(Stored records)
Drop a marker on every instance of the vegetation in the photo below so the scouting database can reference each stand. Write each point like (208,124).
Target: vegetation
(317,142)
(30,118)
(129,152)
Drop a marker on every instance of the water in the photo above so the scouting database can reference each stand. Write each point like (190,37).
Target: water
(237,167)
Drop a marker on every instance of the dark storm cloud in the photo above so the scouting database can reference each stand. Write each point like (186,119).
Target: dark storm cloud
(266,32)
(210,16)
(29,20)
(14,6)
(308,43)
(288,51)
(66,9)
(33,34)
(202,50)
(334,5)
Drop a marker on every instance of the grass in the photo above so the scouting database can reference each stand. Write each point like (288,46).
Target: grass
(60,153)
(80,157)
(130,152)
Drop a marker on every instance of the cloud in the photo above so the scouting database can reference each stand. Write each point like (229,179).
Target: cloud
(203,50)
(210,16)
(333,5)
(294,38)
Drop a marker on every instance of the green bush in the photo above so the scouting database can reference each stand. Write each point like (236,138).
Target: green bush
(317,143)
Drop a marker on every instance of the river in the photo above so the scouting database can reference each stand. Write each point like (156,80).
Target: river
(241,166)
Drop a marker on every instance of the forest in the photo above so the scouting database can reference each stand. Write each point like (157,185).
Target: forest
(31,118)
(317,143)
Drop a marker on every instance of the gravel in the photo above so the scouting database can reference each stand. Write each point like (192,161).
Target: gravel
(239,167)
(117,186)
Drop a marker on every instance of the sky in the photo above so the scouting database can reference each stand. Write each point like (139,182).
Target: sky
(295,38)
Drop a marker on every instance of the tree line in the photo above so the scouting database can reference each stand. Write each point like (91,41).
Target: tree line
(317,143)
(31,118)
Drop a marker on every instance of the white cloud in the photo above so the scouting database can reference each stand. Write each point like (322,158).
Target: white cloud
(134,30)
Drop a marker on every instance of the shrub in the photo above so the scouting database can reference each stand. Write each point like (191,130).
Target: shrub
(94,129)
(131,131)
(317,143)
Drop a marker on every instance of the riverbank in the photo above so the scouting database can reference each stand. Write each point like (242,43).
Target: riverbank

→ **WHAT YOU NEED TO DO**
Repeat the line containing "Drop a marker on every instance of the river in" and all subsequent lines through the final line of the data, exactly and with no others.

→ **REPLY**
Drop a marker on every instance of the river in the photo above so the scouting database can reference each stand. Write each point like (156,80).
Target: river
(241,166)
Drop a marker on every instance of the forest in the photo above so the scouting database can reference each stand. Write each point like (157,185).
Target: forest
(31,118)
(317,143)
Drop a marker on every instance of the gravel in the photo above so the scouting database can reference each stand. Write each point like (192,161).
Target: gravel
(239,167)
(117,186)
Drop a marker on every instance of the sky in the photo above so the scouting database can reference each stand. Write each point like (139,182).
Target: sky
(295,38)
Drop a marker on every instance of the tree line in the photo above so the scouting database can reference each stand. Write each point like (91,41).
Target: tree line
(317,143)
(31,118)
Drop a marker on every instance of the white cloud in the photo above so the scouting database can reference each stand. Write each point like (322,158).
Target: white cloud
(134,30)
Drop a marker on every instance of the shrub in the photo above so the scouting database can reference each stand. Write each point like (191,130).
Target: shrub
(94,129)
(131,131)
(317,143)
Drop a marker on every instance of the riverbank in the photo above so the scouting database can reference each stand. Write each point like (242,43).
Target: riverbank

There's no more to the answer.